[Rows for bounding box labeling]
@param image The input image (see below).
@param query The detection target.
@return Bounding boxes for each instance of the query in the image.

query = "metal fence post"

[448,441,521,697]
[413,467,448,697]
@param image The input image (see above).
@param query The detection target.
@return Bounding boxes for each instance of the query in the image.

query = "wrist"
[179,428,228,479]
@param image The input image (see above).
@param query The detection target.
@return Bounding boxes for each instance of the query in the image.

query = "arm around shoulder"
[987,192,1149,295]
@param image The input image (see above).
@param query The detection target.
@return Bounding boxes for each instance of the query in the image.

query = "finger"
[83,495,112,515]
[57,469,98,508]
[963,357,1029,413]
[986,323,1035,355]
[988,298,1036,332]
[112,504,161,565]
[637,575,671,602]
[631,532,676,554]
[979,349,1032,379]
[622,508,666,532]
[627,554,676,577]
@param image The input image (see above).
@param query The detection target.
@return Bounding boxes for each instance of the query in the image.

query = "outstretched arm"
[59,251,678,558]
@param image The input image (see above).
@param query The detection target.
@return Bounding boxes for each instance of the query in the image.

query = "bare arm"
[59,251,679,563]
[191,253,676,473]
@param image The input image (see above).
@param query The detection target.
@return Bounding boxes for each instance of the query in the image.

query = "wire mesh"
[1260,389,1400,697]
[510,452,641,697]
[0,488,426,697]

**Problem to work on:** Copy every row above again, word for word, changing nothing.

**Complete response:**
@param image The input image (see below).
@param query The detection target.
@return Bounding boxes for each instance of the query in the image.

query = "metal fence post"

[448,441,521,697]
[413,467,448,697]
@param image The input image (see above).
@param query The detection target.
@return Bounding boxes for each instance of the query in the image.

query = "wrist"
[179,428,228,479]
@param image The input image (see above).
@param query The detection target.
@return Bounding boxes for each instance of the query in the image.

query = "arm around shoulder"
[987,192,1149,295]
@param image The input image (see above).
@param query The detection target.
@return Bounding boxes for each instance of the query in the image.

query = "finger"
[83,495,112,515]
[57,469,98,508]
[963,357,1029,413]
[986,323,1035,355]
[988,298,1036,332]
[112,504,161,565]
[637,575,671,602]
[631,532,676,554]
[979,349,1032,379]
[622,508,666,532]
[627,554,676,577]
@param image The input image (see above).
@param query The detection target.
@return Bounding boxes for each instance of the query in the image.

query = "outstretched arm"
[59,251,678,558]
@param image The input image (see above).
@param query The detection target.
@return Bounding boxes for each instance of the query in the image.

query = "bare arm"
[59,251,679,563]
[191,253,676,473]
@param image The input image (see above).
@param query The detection target.
@return Bounding boxes for each instance of the query in the image.

query = "wire mesh"
[1260,389,1400,697]
[510,452,641,697]
[0,488,426,697]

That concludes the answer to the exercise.